• EXERCISE 1: Recast the records as a JSON list of strings with one string per line, leaving out blank lines. Begin at the line that contains "Show me the bounding box of the mug" and stop after the line that contains "149;28;243;181".

• PASSAGE PROVIDED:
Lesson 9 Discussion & Wiki (2019)

Please use this thread to discuss lesson 9. Since this is Part 2, feel free to ask more advanced or slightly tangential questions - although if your question is not related to the lesson much at all, please use a different topic. Note that this is a forum wiki thread, so you all can edit this post to add/change/organize info to help make it better!

Thread for general chit chat (we won’t be monitoring this).

Lesson resources


  • in nb 02b_initializing.ipynb a few minor corrections were made where a variance and std were mixed up. Thanks to Aman Madaan for pointing those out.
  • In 03_minibatch_training.ipynb, there is a small error in the Optimizer() class. The step() method should be:
    def step(self):
        with torch.no_grad():
            for p in self.params: p -= p.grad * self.lr

instead of

    def step(self):
        with torch.no_grad():
            for p in self.params: p -= p.grad * lr

(missing self in the learning rate update formula – the method still works because lr was declared as a global variable earlier.)


Notes and other resources

Talks and blog posts


This lecture deserves a How to Train your [Dragon] Model poster, someone more artistic than me please make it :slight_smile:


What is the refactoring process by which these nb_XX.py python files (and their code which is sometimes duplicated) get turned into things like fastai.text.data and so forth?

1 Like

The refactoring happens in the notebooks. We only turned them in a library when they looked nice and cosy.

1 Like

Is that process going to be covered as well?

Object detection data
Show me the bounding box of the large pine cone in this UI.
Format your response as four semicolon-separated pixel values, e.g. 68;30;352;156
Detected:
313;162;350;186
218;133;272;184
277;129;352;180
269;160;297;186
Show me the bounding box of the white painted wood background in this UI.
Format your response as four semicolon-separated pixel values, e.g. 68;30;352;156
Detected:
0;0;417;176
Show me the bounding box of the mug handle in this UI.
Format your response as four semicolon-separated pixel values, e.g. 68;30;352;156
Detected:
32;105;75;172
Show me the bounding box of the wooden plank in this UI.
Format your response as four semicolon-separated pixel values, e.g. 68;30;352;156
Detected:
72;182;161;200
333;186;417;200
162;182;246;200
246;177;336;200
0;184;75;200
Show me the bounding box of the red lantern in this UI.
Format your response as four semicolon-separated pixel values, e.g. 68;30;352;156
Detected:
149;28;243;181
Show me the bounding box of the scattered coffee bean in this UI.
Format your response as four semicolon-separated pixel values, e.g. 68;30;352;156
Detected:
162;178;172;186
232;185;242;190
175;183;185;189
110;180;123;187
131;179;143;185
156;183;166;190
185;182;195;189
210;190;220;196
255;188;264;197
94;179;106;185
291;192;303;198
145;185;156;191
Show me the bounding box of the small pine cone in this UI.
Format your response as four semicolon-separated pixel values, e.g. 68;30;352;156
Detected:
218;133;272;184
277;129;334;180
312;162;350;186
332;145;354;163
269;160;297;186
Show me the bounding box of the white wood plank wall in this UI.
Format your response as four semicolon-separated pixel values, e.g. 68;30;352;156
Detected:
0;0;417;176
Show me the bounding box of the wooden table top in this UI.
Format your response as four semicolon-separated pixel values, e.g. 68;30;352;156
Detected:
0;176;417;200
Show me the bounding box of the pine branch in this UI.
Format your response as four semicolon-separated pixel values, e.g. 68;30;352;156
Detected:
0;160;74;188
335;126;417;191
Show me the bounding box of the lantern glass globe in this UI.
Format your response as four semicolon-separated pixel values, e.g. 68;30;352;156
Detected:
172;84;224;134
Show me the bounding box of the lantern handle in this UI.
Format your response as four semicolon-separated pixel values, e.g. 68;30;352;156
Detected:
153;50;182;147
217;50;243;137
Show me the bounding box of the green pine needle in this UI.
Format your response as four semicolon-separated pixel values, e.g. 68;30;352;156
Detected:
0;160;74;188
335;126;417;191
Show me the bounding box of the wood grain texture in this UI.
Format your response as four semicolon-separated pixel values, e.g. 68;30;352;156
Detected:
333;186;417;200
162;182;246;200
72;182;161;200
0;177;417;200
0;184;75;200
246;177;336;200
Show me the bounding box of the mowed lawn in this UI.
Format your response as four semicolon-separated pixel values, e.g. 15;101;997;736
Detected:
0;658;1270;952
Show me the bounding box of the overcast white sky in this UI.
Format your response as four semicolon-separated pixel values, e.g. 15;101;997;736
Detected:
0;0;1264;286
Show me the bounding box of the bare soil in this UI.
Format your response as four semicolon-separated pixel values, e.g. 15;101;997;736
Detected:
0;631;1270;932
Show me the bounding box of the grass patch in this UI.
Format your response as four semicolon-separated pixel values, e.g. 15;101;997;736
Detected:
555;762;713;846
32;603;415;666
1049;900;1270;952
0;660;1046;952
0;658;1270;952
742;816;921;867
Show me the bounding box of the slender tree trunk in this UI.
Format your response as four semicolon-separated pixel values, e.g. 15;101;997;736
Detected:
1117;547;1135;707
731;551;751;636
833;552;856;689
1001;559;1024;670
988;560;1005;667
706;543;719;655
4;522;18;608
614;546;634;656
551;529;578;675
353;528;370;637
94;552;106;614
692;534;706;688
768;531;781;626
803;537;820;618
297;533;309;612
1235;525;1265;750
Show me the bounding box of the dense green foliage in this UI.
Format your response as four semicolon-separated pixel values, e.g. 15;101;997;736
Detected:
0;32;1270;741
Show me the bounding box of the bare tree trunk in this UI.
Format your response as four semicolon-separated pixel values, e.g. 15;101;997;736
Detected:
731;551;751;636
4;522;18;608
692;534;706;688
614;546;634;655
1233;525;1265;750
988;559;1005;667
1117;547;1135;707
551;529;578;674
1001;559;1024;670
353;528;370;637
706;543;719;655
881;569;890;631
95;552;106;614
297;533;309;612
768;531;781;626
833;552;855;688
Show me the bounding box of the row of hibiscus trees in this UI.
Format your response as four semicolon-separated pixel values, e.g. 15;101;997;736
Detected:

• EXERCISE 2: Carry the Lesson 9 discussion thread forward from its final line.

• TASK OUTPUT 1:
[
  "Show me the bounding box of the mug handle in this UI.",
  "Format your response as four semicolon-separated pixel values, e.g. 68;30;352;156",
  "Detected:",
  "32;105;75;172",
  "Show me the bounding box of the wooden plank in this UI.",
  "Format your response as four semicolon-separated pixel values, e.g. 68;30;352;156",
  "Detected:",
  "72;182;161;200",
  "333;186;417;200",
  "162;182;246;200",
  "246;177;336;200",
  "0;184;75;200",
  "Show me the bounding box of the red lantern in this UI.",
  "Format your response as four semicolon-separated pixel values, e.g. 68;30;352;156",
  "Detected:",
  "149;28;243;181"
]

• TASK OUTPUT 2:
I believe it is kind of covered right now =)

It’s what Jeremy does in each of those notebooks. Later in this lesson, you’ll see a training loop and CallbackHandler even better than what we have inside the library.


I don’t understand: would’nt it make more sense for the “leak” value to be the -Slope, rather than slope?

The slope of the left-hand side of the leaky ReLU is still positive.


Yes I didn’t catch Jeremy saying minus, but if he said minus, it was just a mistake. The slope on the negative size is still positive.

which notebook did Jeremy say we’re following? 02a…?

Yes, it’s the one.

What is gain for again?


It’s the multiplier you have to use to take into account the slope of your leaky really when initializing your layers.


Here is the notebook about sqrt(5) discussed in the lecture.

1 Like

according to Kaiming initializations?

1 Like

Yes, it’s the formula in the paper we mentioned last week.

1 Like

great, thanks for clarifying :+1:

Why uniform instead of normal distribution here?


That’s the default pytorch init.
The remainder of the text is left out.